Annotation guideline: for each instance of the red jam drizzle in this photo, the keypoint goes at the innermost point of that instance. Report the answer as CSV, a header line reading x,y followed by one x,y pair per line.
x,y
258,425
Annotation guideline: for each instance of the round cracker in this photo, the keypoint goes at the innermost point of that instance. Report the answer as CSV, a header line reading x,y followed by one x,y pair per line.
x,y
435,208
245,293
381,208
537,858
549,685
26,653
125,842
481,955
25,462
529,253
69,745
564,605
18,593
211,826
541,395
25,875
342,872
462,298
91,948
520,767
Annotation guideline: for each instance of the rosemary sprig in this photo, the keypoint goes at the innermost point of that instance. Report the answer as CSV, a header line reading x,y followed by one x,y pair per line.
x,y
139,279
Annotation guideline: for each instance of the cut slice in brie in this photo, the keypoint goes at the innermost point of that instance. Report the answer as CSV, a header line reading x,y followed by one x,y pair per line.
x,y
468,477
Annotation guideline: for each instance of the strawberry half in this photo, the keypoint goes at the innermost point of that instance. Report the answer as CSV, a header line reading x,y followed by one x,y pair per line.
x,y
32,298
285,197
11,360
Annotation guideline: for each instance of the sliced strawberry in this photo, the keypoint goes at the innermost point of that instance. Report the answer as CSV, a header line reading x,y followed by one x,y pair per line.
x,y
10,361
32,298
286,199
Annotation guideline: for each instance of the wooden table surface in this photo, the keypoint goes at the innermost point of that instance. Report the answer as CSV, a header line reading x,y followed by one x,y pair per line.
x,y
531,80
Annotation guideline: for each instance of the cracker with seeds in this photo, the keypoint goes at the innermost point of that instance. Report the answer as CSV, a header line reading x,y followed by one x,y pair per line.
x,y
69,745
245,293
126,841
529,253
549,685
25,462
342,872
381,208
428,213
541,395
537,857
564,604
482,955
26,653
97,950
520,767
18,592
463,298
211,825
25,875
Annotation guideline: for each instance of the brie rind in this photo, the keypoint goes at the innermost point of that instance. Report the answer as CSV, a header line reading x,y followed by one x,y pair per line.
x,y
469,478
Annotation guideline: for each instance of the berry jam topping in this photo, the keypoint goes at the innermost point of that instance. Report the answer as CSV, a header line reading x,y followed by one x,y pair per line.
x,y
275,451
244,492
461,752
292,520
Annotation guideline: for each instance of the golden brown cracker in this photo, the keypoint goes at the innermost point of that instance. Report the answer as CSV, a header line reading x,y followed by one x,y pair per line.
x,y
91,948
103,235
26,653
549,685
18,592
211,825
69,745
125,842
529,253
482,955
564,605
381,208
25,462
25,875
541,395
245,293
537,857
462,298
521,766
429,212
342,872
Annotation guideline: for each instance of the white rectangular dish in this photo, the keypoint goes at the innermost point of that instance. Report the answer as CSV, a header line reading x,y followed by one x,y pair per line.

◆ PROBLEM DETAILS:
Copy the whole listing above, word for word.

◆ RESULT OF THIS EXERCISE:
Annotation guideline: for each instance of the red jam drizzle in this photo, the keypoint goes at the innermost point of that instance. Report the answer as CSV, a header line reading x,y followed by one x,y pair per line.
x,y
258,425
Annotation guideline: for each instance of the round cracker in this photo, the keypoint goes at the innermost point of that instance. Report the answer as CSV, a header line reading x,y followed by one x,y pair per line.
x,y
435,208
245,293
381,208
537,858
549,685
26,653
125,842
481,955
25,462
529,253
69,745
564,605
18,593
211,826
541,395
25,875
342,872
462,298
91,948
520,767
Annotation guideline: for each instance of the rosemary sprig in this photo, the keypoint goes at the innermost point of that instance. Report the answer as CSV, a header line reading x,y followed by one x,y pair per line.
x,y
139,279
Annotation guideline: for each instance of the cut slice in brie in this photo, the keypoint goes at the innermost point of that instance. Report the answer as CSV, a header line reading x,y followed by one x,y pair per line.
x,y
468,477
Annotation guideline: for each instance of the strawberry half in this photo, the keypoint goes at the innermost point of that instance. Report the answer as CSV, a header line reading x,y followed by one x,y pair per line.
x,y
32,298
285,197
11,360
Annotation guideline: for each instance of the sliced strawberry in this photo, the keypoint goes at the innermost point of that instance. Report the answer as CSV, a header line reading x,y followed by one x,y pair per line.
x,y
10,361
32,298
286,199
Annotation guideline: for each instance of the wooden table surface in this photo, the keypoint goes at the innermost point of that instance. Report the answer as CSV, a header line reading x,y followed by one x,y pair per line.
x,y
531,80
Annotation guideline: for each instance of the cracker with seeds in this photo, the keypoint goes at the innermost point of that instance. Report the answer as CSV, a header line reading x,y followed by one x,y pair per line.
x,y
69,745
245,293
126,841
529,253
549,685
25,462
342,872
381,208
428,213
541,395
537,857
564,604
482,955
26,653
97,950
520,767
18,592
463,298
211,825
25,875
Annotation guideline: for each instance of the brie rind in this photo, the keypoint goes at the innermost point of that instance. Report the answer as CSV, a header line reading x,y followed by one x,y pair per line.
x,y
469,478
Annotation guideline: for each instance of the berry jam topping in this photo, the keypoint goes at the innermost point of that instance. Report the answer as CSV, a header line reading x,y followed by one x,y pair per line.
x,y
275,451
244,492
461,752
292,520
Annotation guideline: for each instance of the golden brown cracker in this photo, the keypoint goes at the innermost point of that instance. Report the answer as CSV, a header line reading x,y followed by one x,y pair per line.
x,y
91,948
103,235
26,653
549,685
18,592
211,825
69,745
125,842
529,253
482,955
564,605
381,208
25,462
25,875
541,395
245,293
537,857
462,298
521,766
429,212
342,872
Annotation guideline: for each instance of the white rectangular dish in this photo, the keypoint goes at the innermost point of that instance. Report the answer as CSV, a header line reading x,y followed by one x,y pair per line.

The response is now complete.